Usando as informações:
[1] Responda, com base no texto sobre a pesquisa Pais em casa:
(a) Que percentual dos homens afirmou que não deixaria os filhos meninos brincarem de boneca?
(b) Em que período a pesquisa foi realizada?
(c) Que curso Tayná Leite faz, e em qual universidade?
[2] Edite o texto sobre a pesquisa Pais em casa: reproduza a parte que começa com as palavras que contêm "Por Giovani Falcão" e termina com "da responsabilidade paterna.", substituindo "plataforma" por "empresa".
[3] Continue o texto sobre a pesquisa Pais em casa a partir do ponto em que ele termina.

Trecho citado:
------------------------------------------------------------------------

Por Giovani Falcão

Segundo uma pesquisa pré-pandemia; 47% dos homens e 32% das mulheres afirmam que não deixariam seus filhos meninos brincarem de boneca de jeito nenhum, porque boneca é brinquedo de menina. Os números apresentados pelo Instituto Avon/Locomotiva em 2016 são base de análise e compõem a recente pesquisa nacional “Pais em casa” realizada pela plataforma 4daddy, em parceria com as pesquisadoras de gênero Camila Pires (mestranda em Paternidades pela Universidade de Paris) e Tayná Leite (Mestranda em Sociologia na Universidade Federal do Paraná). Foi realizado durante o período de pandemia (maio – agosto de 2020) com casais heterossexuais, de classes A e B, em que apresenta no seu resultado uma possível mudança no comportamento social em família, e a conscientização da responsabilidade paterna.

------------------------------------------------------------------------

Dados extraídos:
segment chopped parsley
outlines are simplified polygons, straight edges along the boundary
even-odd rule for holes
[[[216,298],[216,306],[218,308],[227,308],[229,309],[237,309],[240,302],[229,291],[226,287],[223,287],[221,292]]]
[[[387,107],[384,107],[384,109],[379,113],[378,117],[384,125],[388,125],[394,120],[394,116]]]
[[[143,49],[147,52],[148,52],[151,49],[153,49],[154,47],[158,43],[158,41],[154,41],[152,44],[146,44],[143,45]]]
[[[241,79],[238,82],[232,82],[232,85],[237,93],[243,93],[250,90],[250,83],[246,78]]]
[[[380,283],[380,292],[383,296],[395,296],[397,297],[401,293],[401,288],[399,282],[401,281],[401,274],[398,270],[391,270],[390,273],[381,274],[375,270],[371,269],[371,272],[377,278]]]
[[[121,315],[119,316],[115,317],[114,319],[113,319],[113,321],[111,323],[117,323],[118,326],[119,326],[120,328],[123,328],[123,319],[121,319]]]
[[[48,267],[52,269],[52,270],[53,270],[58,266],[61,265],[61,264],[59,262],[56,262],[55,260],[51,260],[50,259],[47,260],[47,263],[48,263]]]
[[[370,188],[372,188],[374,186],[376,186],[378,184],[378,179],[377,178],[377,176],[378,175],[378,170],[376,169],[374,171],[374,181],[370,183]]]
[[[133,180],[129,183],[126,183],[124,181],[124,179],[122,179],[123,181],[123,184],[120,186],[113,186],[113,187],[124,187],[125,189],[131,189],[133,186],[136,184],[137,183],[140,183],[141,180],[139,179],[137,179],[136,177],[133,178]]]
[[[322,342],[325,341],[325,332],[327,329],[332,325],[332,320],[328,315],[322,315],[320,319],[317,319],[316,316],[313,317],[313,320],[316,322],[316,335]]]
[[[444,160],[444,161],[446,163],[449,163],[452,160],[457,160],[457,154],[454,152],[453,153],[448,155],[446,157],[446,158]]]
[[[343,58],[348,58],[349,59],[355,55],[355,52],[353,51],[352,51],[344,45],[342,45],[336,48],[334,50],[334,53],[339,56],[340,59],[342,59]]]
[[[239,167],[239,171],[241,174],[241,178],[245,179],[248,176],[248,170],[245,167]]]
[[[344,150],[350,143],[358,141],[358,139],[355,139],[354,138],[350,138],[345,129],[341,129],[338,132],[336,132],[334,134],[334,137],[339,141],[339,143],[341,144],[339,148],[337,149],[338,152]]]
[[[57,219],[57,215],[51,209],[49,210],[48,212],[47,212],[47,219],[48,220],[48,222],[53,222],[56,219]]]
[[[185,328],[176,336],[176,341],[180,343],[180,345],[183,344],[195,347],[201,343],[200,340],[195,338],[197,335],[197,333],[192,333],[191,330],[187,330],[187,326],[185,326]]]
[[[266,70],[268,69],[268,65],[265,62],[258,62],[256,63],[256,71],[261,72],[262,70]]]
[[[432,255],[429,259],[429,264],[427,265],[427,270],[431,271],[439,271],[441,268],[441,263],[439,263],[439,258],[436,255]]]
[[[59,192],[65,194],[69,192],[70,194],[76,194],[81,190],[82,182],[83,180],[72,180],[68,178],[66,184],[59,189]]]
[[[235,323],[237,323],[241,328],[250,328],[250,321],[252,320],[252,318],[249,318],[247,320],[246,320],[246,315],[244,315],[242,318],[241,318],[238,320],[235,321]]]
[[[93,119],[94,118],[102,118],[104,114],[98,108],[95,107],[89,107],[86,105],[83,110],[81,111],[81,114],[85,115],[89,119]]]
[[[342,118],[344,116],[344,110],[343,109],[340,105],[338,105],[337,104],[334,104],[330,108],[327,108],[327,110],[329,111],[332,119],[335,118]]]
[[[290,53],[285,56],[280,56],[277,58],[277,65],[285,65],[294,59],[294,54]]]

------------------------------------------------------------------------

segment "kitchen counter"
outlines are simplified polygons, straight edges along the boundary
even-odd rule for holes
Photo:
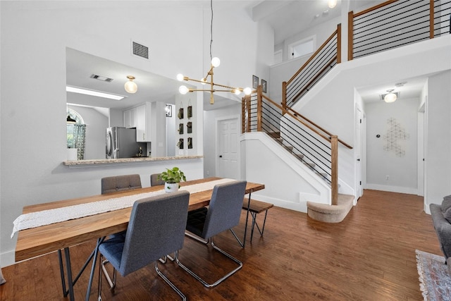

------------------------------------------------------------------------

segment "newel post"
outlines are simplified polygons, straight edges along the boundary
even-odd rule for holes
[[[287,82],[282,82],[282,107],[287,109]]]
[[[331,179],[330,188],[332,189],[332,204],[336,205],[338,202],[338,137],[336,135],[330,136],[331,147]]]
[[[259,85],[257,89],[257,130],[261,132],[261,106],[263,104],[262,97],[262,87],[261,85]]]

------------------------------------------------------------------------

Tarefas resolvidas:
[1]
(a) 47%.
(b) De maio a agosto de 2020, durante a pandemia.
(c) Mestrado em Sociologia, na Universidade Federal do Paraná.

[2]
Por Giovani Falcão

Segundo uma pesquisa pré-pandemia; 47% dos homens e 32% das mulheres afirmam que não deixariam seus filhos meninos brincarem de boneca de jeito nenhum, porque boneca é brinquedo de menina. Os números apresentados pelo Instituto Avon/Locomotiva em 2016 são base de análise e compõem a recente pesquisa nacional “Pais em casa” realizada pela empresa 4daddy, em parceria com as pesquisadoras de gênero Camila Pires (mestranda em Paternidades pela Universidade de Paris) e Tayná Leite (Mestranda em Sociologia na Universidade Federal do Paraná). Foi realizado durante o período de pandemia (maio – agosto de 2020) com casais heterossexuais, de classes A e B, em que apresenta no seu resultado uma possível mudança no comportamento social em família, e a conscientização da responsabilidade paterna.

[3]
“Via de regra, em nossa sociedade imersa numa cultura machista e lgbtfóbica, o maior medo dos pais que vêem seus garotos brincando de casinha ou de boneca é de que eles se tornem homossexuais” comenta Leandro Ziotto, fundador da plataforma 4Daddy. “São os adultos que esperam de meninos e meninas comportamentos específicos. Os pequenos não estão nem um pouco preocupados com as regras que definem papéis diferentes para eles ou elas. O que querem é se divertir!”, afirma.

Recentemente nas redes sociais a publicação de Laís Fernanda (33), mãe do Pietro (7) viralizou compartilhando sua alegria em finalmente: “ter a oportunidade de deixar seu filho entrar na loja e escolher um jogo, uma boneca e a tão sonhada fantasia de sereia”. Seu relato no Facebook já ultrapassa 193 mil curtidas com mais de 61 mil compartilhamentos. “Talvez você que está vendo essa publicação não concorde com a nossa decisão, mas sua opinião não me importa. O importante pra mim é o sorriso dele”, disse Laís no seu desabafo, encorajado de respostas positivas, e relatos emocionantes de pessoas que a respondem.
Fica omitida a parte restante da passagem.